→ Metin parçası:
= = = =
KENDİSİYLE AŞILAN NİHİLİZM – Jean-Paul Ferrand

Nietzsche’ye göre, nihilizme karşı gösterilen direnişler boşuna. Nihilizmin dönüşebilmesi ve sonunda “kutsal bir düşünce tarzı” olabilmesi onun egemenliğini devirmekle olur ancak.
Nihilizmin Batı’da 19. yüzyılın ortalarından itibaren sık sık anlam bunalımına ve ortalığı kasıp kavuran değer çöküşüne gelip dayanmasının iki yararı olmuştur. Bu olay, bir yandan, Avrupa kültürünün son zamanlardaki bir hastalığıyla uyuştuğumuz bir fenomeni belirgin olarak sınırlama olanağı sağlar. Öte yandan da, kesin bir nedenbilime (étiologie) yani bu kötülüğün nedenlerinin açıkça belirlenmesine izin verir gibidir. Böylece birçok Hıristiyan yazar, 18. yüzyıldaki nihilizmin kökenini geleneksel inancın felsefi eleştirisiyle sınırlayabileceğini düşünür. Onlar bu tanıya güvenirler, reçeteleri de ortadadır: Tanrının ölümü Avrupa nihilizminin nedeni olduğuna göre, bu nihilizm ancak ölü Tanrıyı ve bugün geçersiz duruma düşen Hıristiyan değerlerini canlandırarak aşılacaktır. Bu kestirip atan sonuçlar karşısında, kültürümüzün düş kırıklığı yaratacak nesi olduğu konusunda Nietzsche’nin getirdiği tanı şudur: Nihilizmin kendi belirsiz ve flu nedenleri, onun belirtilerinin görünüşte olağanüstü bir doğruluğu ile yaratılan sağaltım umutlarını boşa çıkarır. Gerçekten de onun nedenini kesin bir şekilde belirleyemezken, köken sorununu sonuca bağlamak için, sırasıyla ve sürekli olarak Sokratesçilik ve Platonculuk, Yahudilik ve Hıristiyanlık, kötü vicdan ve Tanrının ölümü hep belleğimizdeyen, nihilizmin önlendiği nasıl ileri sürülebilir? Bu belirsizlik Nietzsche’nin gerçek kimliğini ortaya çıkarır gibidir: Bu sözde “uygarlık hekimi”nin, nihilizmin çıkış tarihini bilmeyen, yine de izini sürebildiği bu sıkıntıyı sonunda incelemekten vazgeçmek zorunda kalan bir hekim müsveddesi olduğu ortaya çıkar.
= = = =
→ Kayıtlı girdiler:
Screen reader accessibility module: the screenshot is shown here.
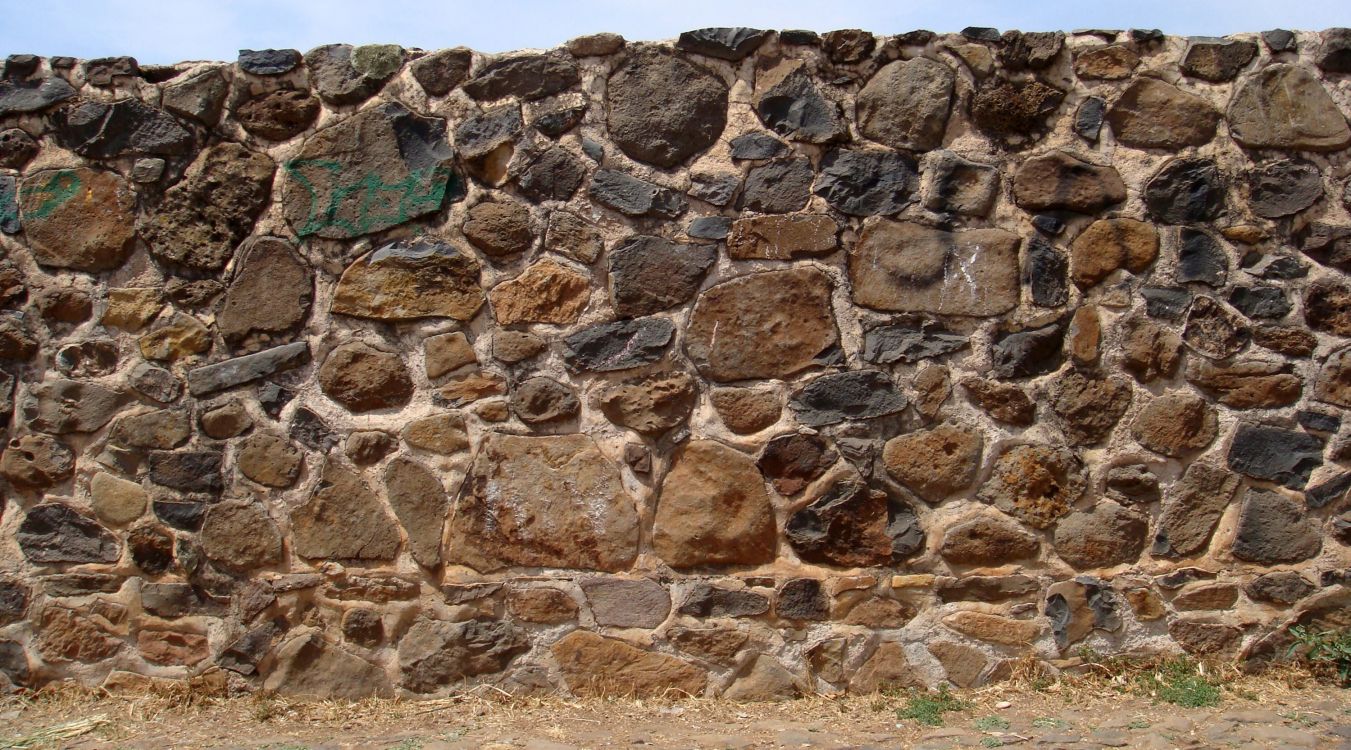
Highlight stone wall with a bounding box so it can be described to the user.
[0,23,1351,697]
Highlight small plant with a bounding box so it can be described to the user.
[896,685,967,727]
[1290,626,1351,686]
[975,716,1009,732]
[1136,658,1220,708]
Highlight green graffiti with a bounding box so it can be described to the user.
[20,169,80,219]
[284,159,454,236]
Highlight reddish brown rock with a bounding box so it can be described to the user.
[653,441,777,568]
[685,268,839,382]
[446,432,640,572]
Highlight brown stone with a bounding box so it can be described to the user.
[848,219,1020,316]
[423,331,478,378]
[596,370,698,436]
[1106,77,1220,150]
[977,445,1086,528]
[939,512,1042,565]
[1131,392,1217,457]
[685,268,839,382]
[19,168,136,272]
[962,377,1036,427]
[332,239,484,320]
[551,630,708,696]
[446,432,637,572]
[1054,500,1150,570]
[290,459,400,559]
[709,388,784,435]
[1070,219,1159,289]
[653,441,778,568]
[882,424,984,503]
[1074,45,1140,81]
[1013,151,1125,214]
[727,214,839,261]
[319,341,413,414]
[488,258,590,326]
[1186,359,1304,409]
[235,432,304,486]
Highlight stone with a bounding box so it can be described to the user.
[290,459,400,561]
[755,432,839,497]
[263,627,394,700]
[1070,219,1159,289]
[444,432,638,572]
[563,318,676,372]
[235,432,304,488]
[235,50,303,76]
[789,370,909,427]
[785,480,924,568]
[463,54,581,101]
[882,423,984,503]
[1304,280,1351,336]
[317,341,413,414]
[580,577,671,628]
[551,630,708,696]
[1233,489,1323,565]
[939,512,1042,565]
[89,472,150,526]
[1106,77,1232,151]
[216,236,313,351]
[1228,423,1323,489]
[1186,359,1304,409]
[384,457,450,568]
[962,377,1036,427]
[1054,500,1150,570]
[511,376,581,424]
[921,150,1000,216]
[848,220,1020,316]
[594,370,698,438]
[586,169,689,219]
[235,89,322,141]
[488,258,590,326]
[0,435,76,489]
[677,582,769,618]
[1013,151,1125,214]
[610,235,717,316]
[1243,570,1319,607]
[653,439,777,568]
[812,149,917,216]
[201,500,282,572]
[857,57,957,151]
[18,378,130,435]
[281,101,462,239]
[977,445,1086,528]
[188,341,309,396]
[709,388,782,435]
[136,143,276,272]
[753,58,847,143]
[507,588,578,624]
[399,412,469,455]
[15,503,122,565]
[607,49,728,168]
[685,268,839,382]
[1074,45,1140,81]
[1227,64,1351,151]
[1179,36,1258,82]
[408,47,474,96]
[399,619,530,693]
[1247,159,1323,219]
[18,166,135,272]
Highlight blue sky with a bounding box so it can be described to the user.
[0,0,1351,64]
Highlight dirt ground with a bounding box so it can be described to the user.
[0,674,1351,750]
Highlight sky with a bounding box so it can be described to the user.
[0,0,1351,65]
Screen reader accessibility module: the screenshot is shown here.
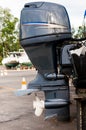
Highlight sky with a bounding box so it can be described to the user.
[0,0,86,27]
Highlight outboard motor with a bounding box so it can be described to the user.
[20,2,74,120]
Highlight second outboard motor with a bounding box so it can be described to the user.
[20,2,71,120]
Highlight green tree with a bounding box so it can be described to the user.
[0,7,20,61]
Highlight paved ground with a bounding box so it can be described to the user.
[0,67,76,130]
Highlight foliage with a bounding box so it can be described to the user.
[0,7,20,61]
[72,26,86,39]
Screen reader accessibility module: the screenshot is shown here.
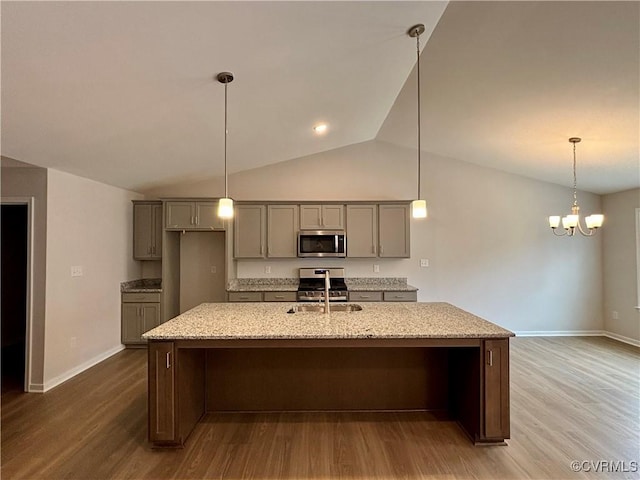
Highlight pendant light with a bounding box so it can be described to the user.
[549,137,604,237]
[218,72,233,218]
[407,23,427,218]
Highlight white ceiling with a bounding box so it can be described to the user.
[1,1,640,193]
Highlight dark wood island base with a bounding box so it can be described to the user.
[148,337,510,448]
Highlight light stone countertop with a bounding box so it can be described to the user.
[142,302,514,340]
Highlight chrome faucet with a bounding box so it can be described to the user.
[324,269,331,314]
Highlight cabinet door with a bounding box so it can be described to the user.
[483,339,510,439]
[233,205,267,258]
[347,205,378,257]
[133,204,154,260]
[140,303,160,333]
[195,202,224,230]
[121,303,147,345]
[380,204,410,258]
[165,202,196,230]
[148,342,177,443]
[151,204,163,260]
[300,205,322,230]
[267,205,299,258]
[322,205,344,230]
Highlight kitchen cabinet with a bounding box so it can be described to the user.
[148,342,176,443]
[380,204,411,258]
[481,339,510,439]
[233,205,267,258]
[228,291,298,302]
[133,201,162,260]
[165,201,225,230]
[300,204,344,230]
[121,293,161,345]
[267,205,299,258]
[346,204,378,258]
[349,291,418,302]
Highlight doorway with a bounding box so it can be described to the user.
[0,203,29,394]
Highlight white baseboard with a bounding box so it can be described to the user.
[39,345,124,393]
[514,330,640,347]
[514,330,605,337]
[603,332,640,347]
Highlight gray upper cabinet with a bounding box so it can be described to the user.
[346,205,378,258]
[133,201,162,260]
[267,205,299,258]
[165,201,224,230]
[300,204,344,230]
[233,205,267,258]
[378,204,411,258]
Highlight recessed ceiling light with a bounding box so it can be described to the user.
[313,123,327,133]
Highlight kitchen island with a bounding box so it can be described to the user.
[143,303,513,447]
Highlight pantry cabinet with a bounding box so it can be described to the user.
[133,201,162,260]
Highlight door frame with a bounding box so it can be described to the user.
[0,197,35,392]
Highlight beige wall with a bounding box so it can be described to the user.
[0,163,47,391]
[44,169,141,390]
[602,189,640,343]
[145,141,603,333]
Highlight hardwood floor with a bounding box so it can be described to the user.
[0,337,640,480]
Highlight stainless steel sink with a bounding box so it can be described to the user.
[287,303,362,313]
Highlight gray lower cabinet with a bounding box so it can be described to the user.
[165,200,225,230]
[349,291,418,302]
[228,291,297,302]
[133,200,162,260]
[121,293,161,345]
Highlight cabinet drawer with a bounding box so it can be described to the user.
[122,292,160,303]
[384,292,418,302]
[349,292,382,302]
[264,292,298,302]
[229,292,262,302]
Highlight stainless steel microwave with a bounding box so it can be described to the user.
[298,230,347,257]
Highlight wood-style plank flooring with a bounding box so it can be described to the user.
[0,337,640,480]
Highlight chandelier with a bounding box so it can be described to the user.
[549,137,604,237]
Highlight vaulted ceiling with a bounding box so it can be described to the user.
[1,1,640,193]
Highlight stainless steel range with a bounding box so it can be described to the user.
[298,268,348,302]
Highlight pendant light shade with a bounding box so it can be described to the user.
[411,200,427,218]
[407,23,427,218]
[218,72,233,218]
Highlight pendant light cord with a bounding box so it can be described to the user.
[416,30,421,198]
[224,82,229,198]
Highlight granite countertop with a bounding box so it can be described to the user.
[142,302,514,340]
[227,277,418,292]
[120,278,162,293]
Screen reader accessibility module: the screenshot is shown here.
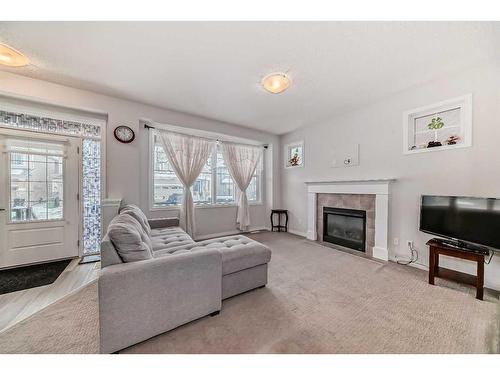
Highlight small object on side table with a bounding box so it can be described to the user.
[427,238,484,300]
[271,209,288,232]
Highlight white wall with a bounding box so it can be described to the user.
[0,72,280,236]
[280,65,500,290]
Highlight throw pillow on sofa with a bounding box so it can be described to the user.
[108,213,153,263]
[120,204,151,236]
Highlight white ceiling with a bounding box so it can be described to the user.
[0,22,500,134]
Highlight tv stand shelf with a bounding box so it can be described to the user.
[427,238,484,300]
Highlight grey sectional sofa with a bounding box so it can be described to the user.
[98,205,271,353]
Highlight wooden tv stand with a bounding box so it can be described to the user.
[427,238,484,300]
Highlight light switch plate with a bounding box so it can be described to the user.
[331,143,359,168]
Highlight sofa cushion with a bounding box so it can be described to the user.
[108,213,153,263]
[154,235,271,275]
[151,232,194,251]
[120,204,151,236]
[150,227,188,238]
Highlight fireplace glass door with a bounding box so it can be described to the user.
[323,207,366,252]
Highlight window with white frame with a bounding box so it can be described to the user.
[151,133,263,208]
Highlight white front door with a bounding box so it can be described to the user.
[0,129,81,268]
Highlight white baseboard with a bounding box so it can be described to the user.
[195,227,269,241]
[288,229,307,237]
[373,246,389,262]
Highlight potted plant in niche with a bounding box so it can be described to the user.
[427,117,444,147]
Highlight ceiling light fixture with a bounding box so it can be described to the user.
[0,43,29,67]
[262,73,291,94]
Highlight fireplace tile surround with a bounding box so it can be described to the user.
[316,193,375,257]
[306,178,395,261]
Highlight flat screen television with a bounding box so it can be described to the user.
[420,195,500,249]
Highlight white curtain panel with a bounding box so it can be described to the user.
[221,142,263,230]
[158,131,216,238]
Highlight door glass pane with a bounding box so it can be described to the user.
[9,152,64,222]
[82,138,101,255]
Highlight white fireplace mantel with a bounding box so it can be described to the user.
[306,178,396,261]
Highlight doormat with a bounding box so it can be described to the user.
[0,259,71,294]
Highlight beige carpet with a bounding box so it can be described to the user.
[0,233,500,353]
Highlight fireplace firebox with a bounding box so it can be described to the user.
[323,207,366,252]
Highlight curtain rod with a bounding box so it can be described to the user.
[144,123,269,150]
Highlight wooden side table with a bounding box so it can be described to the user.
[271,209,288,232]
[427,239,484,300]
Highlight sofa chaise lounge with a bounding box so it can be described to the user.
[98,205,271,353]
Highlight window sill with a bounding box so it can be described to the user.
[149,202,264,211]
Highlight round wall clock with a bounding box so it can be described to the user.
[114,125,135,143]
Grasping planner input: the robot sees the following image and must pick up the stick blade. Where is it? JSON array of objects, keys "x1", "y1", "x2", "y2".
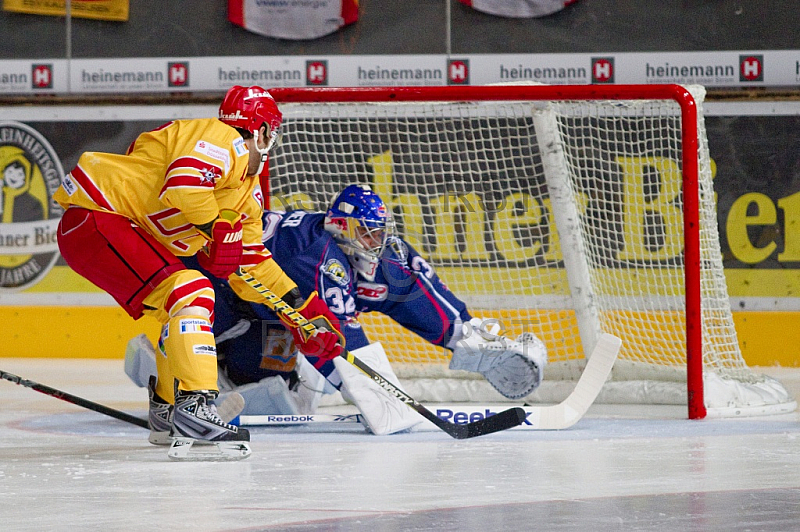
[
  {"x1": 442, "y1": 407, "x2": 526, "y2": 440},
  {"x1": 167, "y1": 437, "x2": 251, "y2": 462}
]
= = = =
→ İstenen görevler:
**a)** Nihilizm üzerine metindeki "Nietzsche’ye göre, nihilizme karşı gösterilen direnişler boşuna." cümlesini İngilizceye çevirin.
**b)** Nihilizm üzerine metni son cümlesinden sonra gelecek şekilde sürdürün.

→ Alıştırma cevapları:
**a)** According to Nietzsche, the resistances shown against nihilism are futile.

**b)**
Burada bir çelişki var elbette, ancak Nietzsche’nin tanısının sınırları, onun zayıflığını kanıtlaması şöyle dursun, gücünün işaretini ve ciddiyetinin kesin göstergesini oluşturmazlar mıydı onun? Nietzschece yorumun sınırlarının ve gücünün tam birleşmesi üzerine bir varsayım şunun üzerinde durmaya değer: Nietzsche nihilizmi ortadan kaldırmanın mümkün olduğuna inandıysa, onun yoğunluğunu ve derinliğini o gün herhangi birinden daha iyi ölçtüğü içindir belki de. Her ne olursa olsun, Nietzsche’nin, nihilizmin gerçek nedenleriyle geciken ve en şiddetli belirtilerini birbirine karıştırmaktan sakınacak olan tek 19. yüzyıl düşünürü olduğundan emin olabiliriz yine de.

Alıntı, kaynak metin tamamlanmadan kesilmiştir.